§ **Texte extrait**
Des rencontres, un salon du livre, des auteurs confirmés, des découvertes : cinq livres seulement, mais qui m’ont transportée à travers le monde, du Brésil à San Francisco en passant par Lille et Chypre.
Et hop, un autre polar. Camilla Grebe, une valeur sûre pour maintenir le suspense.
Dans ce one-shot, l’autrice met en scène une famille recomposée : Samir, médecin franco-marocain, et sa fille Yasmin ont émigré de France en Suède après le terrible accident qui a coûté la vie à la mère et à la sœur de la jeune fille. Samir y a rencontré Maria, mère du jeune Vincent, atteint du syndrome de Down. Ils se sont mariés et les deux enfants vivent en harmonie, même si la jeune fille et sa belle-mère ne sont pas toujours sur la même longueur d’ondes, adolescence oblige.
Lorsque le livre débute, Maria participe à une soirée amicale. Lorsqu’elle rentre, sa belle-fille a disparu. Mais du sang retrouvé sur la falaise et une lettre d’adieu semblent indiquer que Yasmin s’est jetée dans la mer.
Toute la famille est dévastée.

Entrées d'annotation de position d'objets
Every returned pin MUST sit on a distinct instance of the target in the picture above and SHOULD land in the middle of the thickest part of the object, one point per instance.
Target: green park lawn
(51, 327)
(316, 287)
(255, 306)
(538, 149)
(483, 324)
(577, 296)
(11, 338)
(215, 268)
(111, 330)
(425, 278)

§ **Défis**
(A) Modifiez le passage du texte extrait qui commence par « Et hop, un autre » et s'achève sur « dans la mer. », en y remplaçant « polar » par « roman policier ».
(B) Réécrivez l'intégralité de la liste sous forme de tableau Markdown à deux colonnes, « Numéro » et « Ligne », sans reprendre les lignes vides.

§ **Solutions proposées**
(A)
Et hop, un autre roman policier. Camilla Grebe, une valeur sûre pour maintenir le suspense.
Dans ce one-shot, l’autrice met en scène une famille recomposée : Samir, médecin franco-marocain, et sa fille Yasmin ont émigré de France en Suède après le terrible accident qui a coûté la vie à la mère et à la sœur de la jeune fille. Samir y a rencontré Maria, mère du jeune Vincent, atteint du syndrome de Down. Ils se sont mariés et les deux enfants vivent en harmonie, même si la jeune fille et sa belle-mère ne sont pas toujours sur la même longueur d’ondes, adolescence oblige.
Lorsque le livre débute, Maria participe à une soirée amicale. Lorsqu’elle rentre, sa belle-fille a disparu. Mais du sang retrouvé sur la falaise et une lettre d’adieu semblent indiquer que Yasmin s’est jetée dans la mer.

(B)
| Numéro | Ligne |
|---|---|
| 1 | Every returned pin MUST sit on a distinct instance of the target in the picture above and SHOULD land in the middle of the thickest part of the object, one point per instance. |
| 2 | Target: green park lawn |
| 3 | (51, 327) |
| 4 | (316, 287) |
| 5 | (255, 306) |
| 6 | (538, 149) |
| 7 | (483, 324) |
| 8 | (577, 296) |
| 9 | (11, 338) |
| 10 | (215, 268) |
| 11 | (111, 330) |
| 12 | (425, 278) |